**What is required:**
Copy out the full listing exactly, omitting any picture it contains.

(Supplied information)

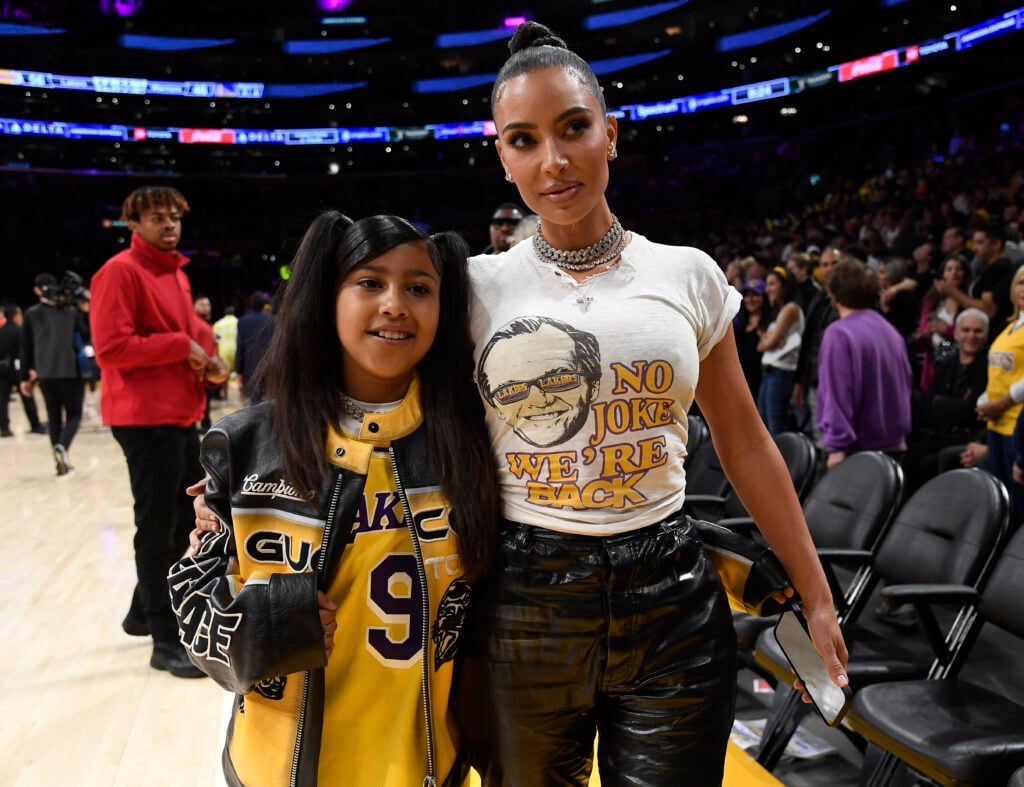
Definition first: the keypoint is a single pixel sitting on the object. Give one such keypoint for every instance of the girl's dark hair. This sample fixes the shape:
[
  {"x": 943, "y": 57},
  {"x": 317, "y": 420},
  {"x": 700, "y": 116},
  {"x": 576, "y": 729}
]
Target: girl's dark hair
[
  {"x": 536, "y": 47},
  {"x": 303, "y": 370}
]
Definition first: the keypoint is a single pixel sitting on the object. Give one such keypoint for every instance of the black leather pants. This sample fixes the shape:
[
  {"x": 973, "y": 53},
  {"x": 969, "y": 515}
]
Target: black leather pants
[{"x": 627, "y": 636}]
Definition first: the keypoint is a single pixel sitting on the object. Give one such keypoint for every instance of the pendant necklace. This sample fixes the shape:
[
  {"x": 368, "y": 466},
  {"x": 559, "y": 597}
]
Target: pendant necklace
[{"x": 352, "y": 409}]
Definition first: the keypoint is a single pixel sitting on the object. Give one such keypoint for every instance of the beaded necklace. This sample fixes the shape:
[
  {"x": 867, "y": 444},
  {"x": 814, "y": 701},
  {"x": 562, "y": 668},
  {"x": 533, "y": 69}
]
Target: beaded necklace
[{"x": 609, "y": 247}]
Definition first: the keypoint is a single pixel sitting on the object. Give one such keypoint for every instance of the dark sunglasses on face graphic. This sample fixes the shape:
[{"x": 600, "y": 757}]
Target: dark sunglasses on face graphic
[{"x": 519, "y": 389}]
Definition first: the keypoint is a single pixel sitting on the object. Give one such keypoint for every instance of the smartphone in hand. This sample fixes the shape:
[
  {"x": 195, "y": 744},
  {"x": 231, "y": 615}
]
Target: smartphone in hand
[{"x": 830, "y": 700}]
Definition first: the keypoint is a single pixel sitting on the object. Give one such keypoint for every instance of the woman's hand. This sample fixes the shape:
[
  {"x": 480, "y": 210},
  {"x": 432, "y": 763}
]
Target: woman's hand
[
  {"x": 823, "y": 628},
  {"x": 972, "y": 453},
  {"x": 206, "y": 520},
  {"x": 329, "y": 620},
  {"x": 992, "y": 409}
]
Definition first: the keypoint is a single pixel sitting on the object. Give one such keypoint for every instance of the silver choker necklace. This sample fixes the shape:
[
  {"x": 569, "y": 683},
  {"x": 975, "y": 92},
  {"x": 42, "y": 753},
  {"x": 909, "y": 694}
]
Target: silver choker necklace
[
  {"x": 351, "y": 408},
  {"x": 603, "y": 251}
]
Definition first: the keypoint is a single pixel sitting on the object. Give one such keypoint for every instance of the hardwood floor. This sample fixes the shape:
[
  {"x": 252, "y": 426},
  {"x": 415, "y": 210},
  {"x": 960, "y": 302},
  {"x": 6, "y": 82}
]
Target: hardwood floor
[{"x": 81, "y": 704}]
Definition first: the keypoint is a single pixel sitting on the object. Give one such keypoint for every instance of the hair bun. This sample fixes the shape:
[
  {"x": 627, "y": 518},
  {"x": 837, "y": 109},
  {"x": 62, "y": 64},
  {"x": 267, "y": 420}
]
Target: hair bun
[{"x": 531, "y": 34}]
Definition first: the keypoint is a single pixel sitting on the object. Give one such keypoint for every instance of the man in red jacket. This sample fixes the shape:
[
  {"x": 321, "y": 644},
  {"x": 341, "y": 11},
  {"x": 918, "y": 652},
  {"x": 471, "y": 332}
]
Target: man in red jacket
[{"x": 153, "y": 393}]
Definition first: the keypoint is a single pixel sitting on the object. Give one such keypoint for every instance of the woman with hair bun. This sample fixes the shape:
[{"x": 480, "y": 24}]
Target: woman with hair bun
[{"x": 603, "y": 613}]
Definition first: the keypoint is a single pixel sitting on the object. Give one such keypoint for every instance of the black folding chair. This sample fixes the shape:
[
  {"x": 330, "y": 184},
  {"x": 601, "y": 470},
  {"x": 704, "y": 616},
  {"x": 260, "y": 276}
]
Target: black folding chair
[
  {"x": 945, "y": 534},
  {"x": 952, "y": 731}
]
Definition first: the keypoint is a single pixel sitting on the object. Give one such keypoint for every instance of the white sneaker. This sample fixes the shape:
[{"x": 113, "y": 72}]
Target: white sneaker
[{"x": 60, "y": 454}]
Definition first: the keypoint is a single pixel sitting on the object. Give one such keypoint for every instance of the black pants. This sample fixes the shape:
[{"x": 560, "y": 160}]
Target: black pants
[
  {"x": 31, "y": 411},
  {"x": 64, "y": 397},
  {"x": 630, "y": 637},
  {"x": 162, "y": 462}
]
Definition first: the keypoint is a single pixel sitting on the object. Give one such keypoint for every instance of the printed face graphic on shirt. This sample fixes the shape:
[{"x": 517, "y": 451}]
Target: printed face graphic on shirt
[{"x": 541, "y": 376}]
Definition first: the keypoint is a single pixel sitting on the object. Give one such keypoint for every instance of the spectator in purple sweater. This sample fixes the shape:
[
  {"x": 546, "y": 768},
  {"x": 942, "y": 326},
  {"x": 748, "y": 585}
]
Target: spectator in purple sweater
[{"x": 863, "y": 372}]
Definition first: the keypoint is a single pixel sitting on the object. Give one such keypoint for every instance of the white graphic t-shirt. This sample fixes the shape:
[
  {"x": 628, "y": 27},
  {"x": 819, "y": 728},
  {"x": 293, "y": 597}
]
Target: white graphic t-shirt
[{"x": 587, "y": 386}]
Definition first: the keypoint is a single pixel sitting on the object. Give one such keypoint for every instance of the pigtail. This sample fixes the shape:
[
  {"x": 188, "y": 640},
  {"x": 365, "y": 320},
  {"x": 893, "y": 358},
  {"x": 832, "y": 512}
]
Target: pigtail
[
  {"x": 454, "y": 414},
  {"x": 301, "y": 368}
]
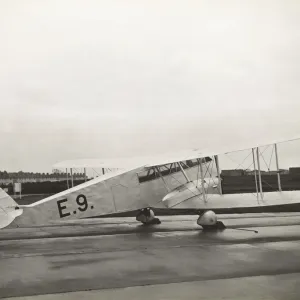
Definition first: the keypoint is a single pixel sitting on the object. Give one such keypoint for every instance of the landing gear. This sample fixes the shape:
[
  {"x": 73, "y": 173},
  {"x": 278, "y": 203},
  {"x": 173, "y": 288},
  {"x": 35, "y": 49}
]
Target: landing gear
[
  {"x": 218, "y": 226},
  {"x": 147, "y": 217},
  {"x": 208, "y": 221}
]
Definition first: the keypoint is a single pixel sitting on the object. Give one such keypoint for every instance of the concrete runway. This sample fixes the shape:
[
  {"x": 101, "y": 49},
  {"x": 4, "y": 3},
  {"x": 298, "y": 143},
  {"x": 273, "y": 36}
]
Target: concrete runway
[{"x": 121, "y": 259}]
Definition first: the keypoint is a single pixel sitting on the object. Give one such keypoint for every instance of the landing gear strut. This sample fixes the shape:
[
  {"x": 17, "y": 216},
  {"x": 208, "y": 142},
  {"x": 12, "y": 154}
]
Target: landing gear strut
[
  {"x": 208, "y": 220},
  {"x": 147, "y": 217}
]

(End Supplied information)

**Task result:**
Definition first: the keypoint is a single pixel sitting on the object. Give one such keypoint for every instance of the girl's dark hair. This sample fixes the shape:
[
  {"x": 943, "y": 57},
  {"x": 317, "y": 420},
  {"x": 700, "y": 116},
  {"x": 576, "y": 729}
]
Target: girl's dark hair
[
  {"x": 536, "y": 47},
  {"x": 303, "y": 370}
]
Definition first: the keypoint is a single pixel sitting on the object. Give one such keypoint for every instance of the black leather pants. This sample fixes the shape:
[
  {"x": 973, "y": 53},
  {"x": 969, "y": 515}
]
Target: black leather pants
[{"x": 627, "y": 636}]
Definition first: the keypoint is a single pixel sitting on the object. Give one such keypoint for every instance of the pendant necklace. This sample fixes the shape:
[
  {"x": 368, "y": 466},
  {"x": 559, "y": 597}
]
Target: pendant necklace
[{"x": 352, "y": 409}]
Definition first: the keypoint is a single pixel sitting on the object. Give one such keypoint for every instance of the beaded necklace. This sample fixes the shape:
[
  {"x": 867, "y": 444},
  {"x": 814, "y": 701},
  {"x": 562, "y": 668},
  {"x": 533, "y": 69}
]
Target: beaded necklace
[{"x": 609, "y": 247}]
Definition first: the keypoint is a single pixel sitting on the object. Give one such keypoint for every instance of the dark sunglasses on face graphic. This sample fixes the shape:
[{"x": 600, "y": 757}]
Target: dark sunglasses on face graphic
[{"x": 519, "y": 389}]
Definition first: the keypoint is a single pixel sitting on the object. Give one such keypoint for every instance of the smartphone in hand. This sample fixes the shape:
[
  {"x": 195, "y": 744},
  {"x": 231, "y": 615}
]
Target: smartphone in hand
[{"x": 830, "y": 700}]
Definition first: the keypoint is a single pixel sitting on the object. Give one such keypoint for every instance of the woman's hand. This sample fixes the shape:
[
  {"x": 480, "y": 210},
  {"x": 432, "y": 763}
]
Target: woman's hand
[
  {"x": 823, "y": 628},
  {"x": 972, "y": 453},
  {"x": 206, "y": 520},
  {"x": 329, "y": 620},
  {"x": 992, "y": 409}
]
Definition first: the keypoint is a single pixel sitting on the object. Give one such keypoint for every instance of the silver choker necklace. This sample fixes the shape:
[
  {"x": 569, "y": 683},
  {"x": 975, "y": 92},
  {"x": 42, "y": 753},
  {"x": 909, "y": 694}
]
Target: silver choker necklace
[
  {"x": 351, "y": 408},
  {"x": 603, "y": 251}
]
Definition first: the keypoint is a single pixel sitting on the object. Give one such keypoint for every instance of the hardwood floor. This sample fixes the shape:
[
  {"x": 252, "y": 426},
  {"x": 415, "y": 210},
  {"x": 960, "y": 302},
  {"x": 6, "y": 82}
]
Target: hardwood floor
[{"x": 81, "y": 704}]
Definition first: the keypoint is a single pixel sitting on the object. Give one such keypoint for every instance of the hair bun. This sample fixes the shape:
[
  {"x": 627, "y": 518},
  {"x": 837, "y": 109},
  {"x": 62, "y": 64},
  {"x": 267, "y": 420}
]
Target: hair bun
[{"x": 531, "y": 34}]
Definition first: the keypoint is a single pixel sitting on the object. Give one such keypoint for every instance of the man in red jacket. This sample fixes the shape:
[
  {"x": 321, "y": 644},
  {"x": 341, "y": 11},
  {"x": 918, "y": 652},
  {"x": 471, "y": 332}
]
Target: man in red jacket
[{"x": 153, "y": 393}]
Definition first: the keypoint is a single pixel sitting on the object. Give one such keypoint for every instance of the woman with hair bun. This sample fixes the shape:
[{"x": 480, "y": 24}]
Target: woman with hair bun
[{"x": 603, "y": 613}]
Definition first: the keypoint is a single pixel sitting on the object. Give one such keypoint for every instance of the black folding chair. This sample fixes the shape:
[
  {"x": 330, "y": 184},
  {"x": 601, "y": 470},
  {"x": 704, "y": 616},
  {"x": 260, "y": 276}
]
Target: black folding chair
[
  {"x": 945, "y": 534},
  {"x": 952, "y": 731}
]
Definition first: the keypoint is a single pixel sitting on the object. Give one such keypoint for every instance of the white sneaker. This sample fixes the shape:
[{"x": 113, "y": 72}]
Target: white sneaker
[{"x": 60, "y": 454}]
Definition first: the keypoint is a single pixel sitting on the object. Give one such keypoint for every instance of the black pants. This sample fixes the shape:
[{"x": 560, "y": 160}]
Target: black pants
[
  {"x": 31, "y": 411},
  {"x": 64, "y": 397},
  {"x": 630, "y": 637},
  {"x": 162, "y": 462}
]
Definition first: the keypoint is a single pixel sitting on the object. Give one such keypoint for every instance of the printed face graphic on shirt. This sample fixes the shape:
[{"x": 517, "y": 451}]
Target: printed face graphic on shirt
[{"x": 541, "y": 376}]
Definition first: the keypoint is a single pixel sitting on the object. Give one such keypoint for every instance of the spectator in purple sweater. This sample fixes the shape:
[
  {"x": 546, "y": 768},
  {"x": 942, "y": 326},
  {"x": 748, "y": 585}
]
Target: spectator in purple sweater
[{"x": 863, "y": 372}]
Definition first: the keypoint is a single pixel sitting on the object. Give one such keypoint for every instance of the white graphic t-shirt. This sample fixes the shape:
[
  {"x": 628, "y": 27},
  {"x": 819, "y": 728},
  {"x": 293, "y": 597}
]
Target: white graphic t-shirt
[{"x": 587, "y": 386}]
Definition first: the keypoint is a single pixel sitting on the object. Give one such keypoint for every instance of the pigtail. This sample fixes the shape:
[
  {"x": 188, "y": 640},
  {"x": 365, "y": 320},
  {"x": 893, "y": 358},
  {"x": 832, "y": 512}
]
Target: pigtail
[
  {"x": 454, "y": 414},
  {"x": 301, "y": 368}
]
Definition first: the keypoint is a single pixel sitting on the object. Give one such keypoint for every instance of the landing gear. This sample fixes the shape:
[
  {"x": 73, "y": 173},
  {"x": 278, "y": 203},
  {"x": 173, "y": 288},
  {"x": 35, "y": 49}
]
Target: landing gear
[
  {"x": 218, "y": 226},
  {"x": 147, "y": 217},
  {"x": 208, "y": 221}
]
Definition first: the keypoint is a single pixel sitting on the object. Give one such keypoint for every instance of the concrete runway. This sample fixes the shape:
[
  {"x": 101, "y": 49},
  {"x": 4, "y": 3},
  {"x": 298, "y": 143},
  {"x": 273, "y": 36}
]
Target: concrete runway
[{"x": 121, "y": 259}]
Definition first: the keypoint is a single pixel sitting on the object. Give one such keypoint for every instance of the landing gear strut. This sample fixes the shape:
[
  {"x": 17, "y": 216},
  {"x": 208, "y": 142},
  {"x": 12, "y": 154}
]
Target: landing gear strut
[
  {"x": 208, "y": 220},
  {"x": 147, "y": 217}
]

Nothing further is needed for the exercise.